DIRECTIONS FOR THIS TASK – Gather every line of the data below that contains the word "necklace", treating uppercase and lowercase letters as distinct, and copy each of those lines in full.

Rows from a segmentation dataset
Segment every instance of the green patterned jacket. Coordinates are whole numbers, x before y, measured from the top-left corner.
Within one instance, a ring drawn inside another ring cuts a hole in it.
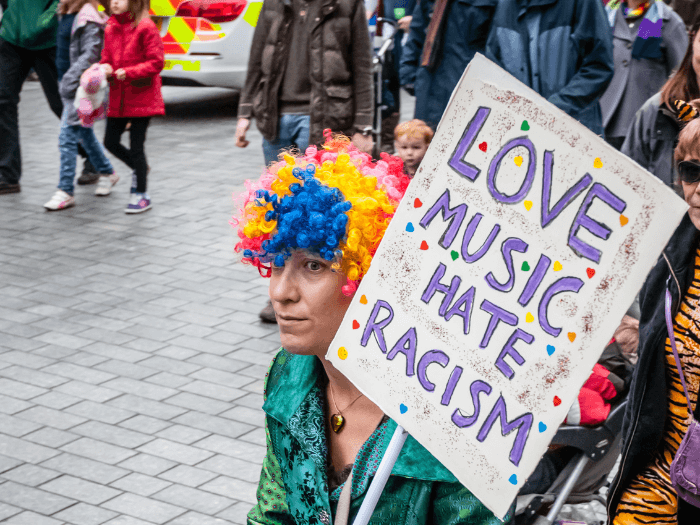
[[[265,378],[267,455],[258,503],[248,525],[328,525],[342,486],[327,480],[323,367],[315,356],[281,350]],[[350,523],[364,499],[396,423],[381,424],[360,449],[353,470]],[[500,525],[471,492],[411,436],[406,440],[371,525]]]

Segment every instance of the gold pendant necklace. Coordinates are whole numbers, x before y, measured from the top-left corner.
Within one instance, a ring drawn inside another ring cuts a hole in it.
[[[338,432],[340,432],[343,429],[343,425],[345,425],[345,418],[343,417],[343,413],[338,409],[338,405],[336,405],[336,403],[335,403],[335,394],[333,393],[333,385],[330,383],[330,381],[328,382],[328,386],[331,389],[331,400],[333,401],[333,406],[335,407],[335,410],[338,412],[337,414],[331,415],[331,419],[330,419],[331,430],[337,434]],[[350,403],[348,406],[346,406],[344,410],[347,410],[348,408],[350,408],[355,403],[355,401],[357,401],[361,397],[362,397],[362,394],[360,394],[355,399],[353,399],[352,403]]]

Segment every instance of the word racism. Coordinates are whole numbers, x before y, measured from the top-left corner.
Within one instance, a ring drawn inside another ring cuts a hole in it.
[[[490,109],[485,107],[480,107],[477,110],[476,115],[469,123],[462,139],[449,160],[449,166],[453,170],[472,182],[476,181],[480,176],[480,170],[465,162],[464,157],[475,144],[477,136],[488,118],[489,112]],[[496,184],[497,175],[504,157],[511,150],[518,147],[525,148],[529,153],[527,170],[520,188],[512,195],[508,195],[499,190]],[[490,162],[488,173],[486,174],[487,187],[491,196],[504,205],[512,205],[524,200],[532,188],[535,179],[536,162],[537,152],[535,146],[527,136],[518,137],[507,142],[494,155]],[[601,259],[601,251],[589,243],[584,242],[579,237],[581,229],[587,230],[594,237],[602,240],[608,239],[611,234],[611,230],[607,226],[596,221],[589,215],[594,199],[601,200],[618,214],[621,214],[627,205],[619,196],[615,195],[604,185],[597,182],[593,183],[593,177],[588,173],[568,188],[556,203],[552,204],[551,188],[553,167],[554,155],[551,151],[545,151],[543,155],[542,212],[540,225],[544,229],[556,223],[562,211],[576,200],[580,194],[588,190],[569,229],[567,245],[579,257],[586,258],[597,264]],[[455,243],[457,234],[462,229],[467,219],[467,214],[467,204],[452,202],[450,192],[446,190],[430,207],[428,207],[419,224],[422,228],[427,230],[433,222],[437,224],[438,221],[436,221],[436,217],[441,215],[443,225],[446,225],[446,227],[438,244],[445,251],[448,251],[451,250]],[[472,246],[472,239],[479,228],[482,217],[483,215],[481,213],[474,213],[466,223],[459,252],[452,250],[448,254],[452,260],[461,257],[465,263],[474,264],[481,260],[489,250],[499,249],[494,247],[496,241],[500,240],[499,234],[501,233],[501,226],[499,224],[491,228],[491,231],[488,233],[486,240],[481,246]],[[408,231],[412,230],[408,229]],[[481,238],[483,238],[483,235]],[[513,252],[524,254],[528,251],[528,248],[528,243],[518,237],[508,237],[500,242],[500,255],[502,257],[503,266],[507,272],[507,278],[499,281],[495,277],[494,272],[489,271],[484,276],[484,280],[486,281],[485,294],[493,298],[494,294],[492,291],[509,294],[516,289],[516,271],[513,263]],[[517,303],[522,307],[527,307],[536,293],[542,288],[539,303],[536,305],[537,320],[544,333],[553,338],[558,338],[561,335],[562,328],[552,326],[548,318],[550,303],[558,294],[577,294],[583,287],[584,281],[579,277],[564,276],[555,280],[548,286],[543,287],[542,283],[550,270],[551,263],[551,259],[546,255],[541,254],[539,256],[539,260],[529,274],[524,286],[518,287],[519,295],[517,297]],[[529,270],[529,266],[527,269]],[[560,269],[561,266],[557,268],[555,264],[553,270],[558,271]],[[434,302],[438,308],[439,316],[445,322],[455,317],[461,318],[464,335],[468,335],[472,330],[471,321],[474,314],[475,303],[478,302],[475,299],[477,295],[476,286],[469,284],[462,286],[462,279],[458,275],[452,275],[451,278],[446,278],[446,273],[447,266],[442,262],[439,263],[437,268],[432,272],[432,277],[424,288],[420,299],[423,303],[430,304],[436,295],[439,294],[438,297],[442,297],[441,302],[439,305],[437,305],[437,301]],[[594,273],[594,270],[589,269],[589,277],[592,277]],[[510,304],[512,304],[512,300]],[[489,316],[488,323],[484,323],[485,327],[480,334],[477,334],[480,336],[479,349],[484,351],[489,350],[489,344],[497,330],[511,331],[505,345],[498,348],[497,353],[494,352],[494,355],[496,355],[494,365],[503,376],[508,380],[512,380],[516,375],[513,367],[516,365],[522,367],[525,363],[525,358],[521,353],[522,350],[519,351],[516,349],[515,345],[532,345],[535,342],[535,335],[519,327],[519,319],[516,314],[488,299],[483,299],[479,303],[478,309]],[[528,314],[528,316],[530,316],[530,314]],[[415,327],[409,327],[393,345],[389,346],[384,332],[393,319],[394,309],[392,306],[385,300],[377,300],[364,326],[360,344],[366,347],[373,336],[379,349],[383,354],[386,354],[388,360],[394,360],[399,354],[402,354],[406,360],[406,376],[416,376],[420,385],[426,392],[434,392],[436,385],[428,379],[428,367],[437,364],[442,368],[446,368],[450,362],[449,356],[439,349],[430,349],[422,355],[419,355],[418,332]],[[526,322],[532,321],[532,318],[526,319]],[[573,342],[575,334],[570,333],[568,335],[569,340]],[[548,345],[548,348],[551,348],[552,352],[554,351],[553,346]],[[454,366],[444,388],[440,388],[442,391],[440,403],[443,406],[450,406],[450,403],[453,401],[453,393],[463,372],[464,369],[462,367]],[[492,386],[482,379],[473,381],[469,386],[473,411],[471,414],[465,415],[460,408],[456,407],[454,412],[452,412],[452,422],[459,428],[468,428],[476,424],[481,414],[483,397],[488,398],[492,390]],[[555,404],[557,400],[558,398],[555,398]],[[528,436],[530,435],[534,416],[531,412],[527,412],[509,420],[506,400],[503,395],[499,395],[478,431],[476,439],[479,442],[483,442],[487,438],[497,420],[500,420],[501,435],[506,436],[513,431],[516,432],[509,460],[513,465],[518,466],[523,456],[523,450],[527,443]]]

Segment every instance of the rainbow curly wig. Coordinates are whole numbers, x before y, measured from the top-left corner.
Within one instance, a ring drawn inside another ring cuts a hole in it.
[[[240,238],[235,250],[263,277],[292,250],[316,253],[347,277],[343,293],[352,295],[410,179],[398,157],[382,153],[374,163],[347,137],[325,136],[322,148],[285,154],[258,181],[246,181],[231,221]]]

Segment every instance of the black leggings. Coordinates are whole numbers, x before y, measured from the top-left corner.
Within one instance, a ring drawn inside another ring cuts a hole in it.
[[[148,163],[146,162],[146,130],[151,117],[133,118],[107,118],[105,130],[105,148],[129,166],[136,173],[136,193],[146,193],[146,177],[148,176]],[[122,133],[128,122],[131,122],[129,134],[131,136],[131,149],[122,146]]]

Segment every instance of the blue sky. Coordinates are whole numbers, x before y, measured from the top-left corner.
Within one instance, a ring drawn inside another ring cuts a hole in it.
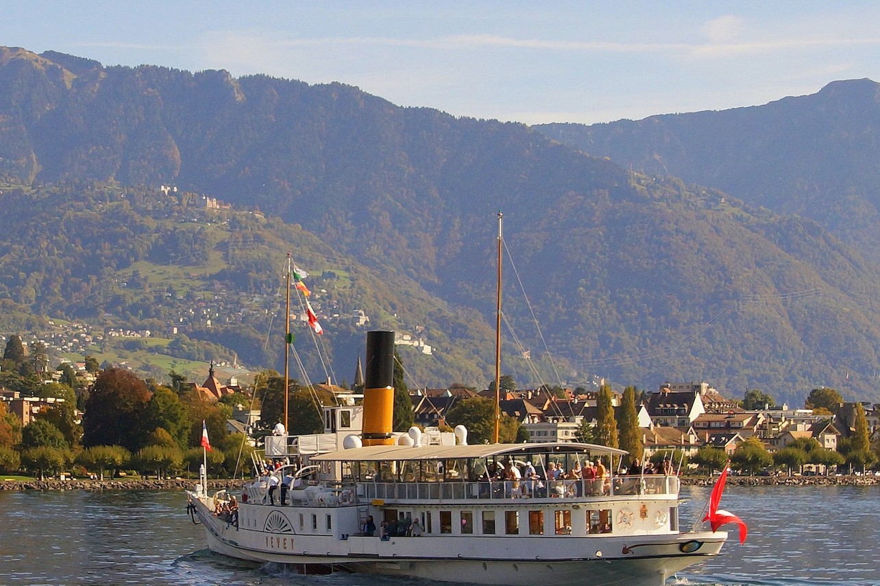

COMPLETE RESPONSE –
Segment every instance of the gold pendant necklace. Coordinates are whole numbers, x before y, measured from the top-left corner.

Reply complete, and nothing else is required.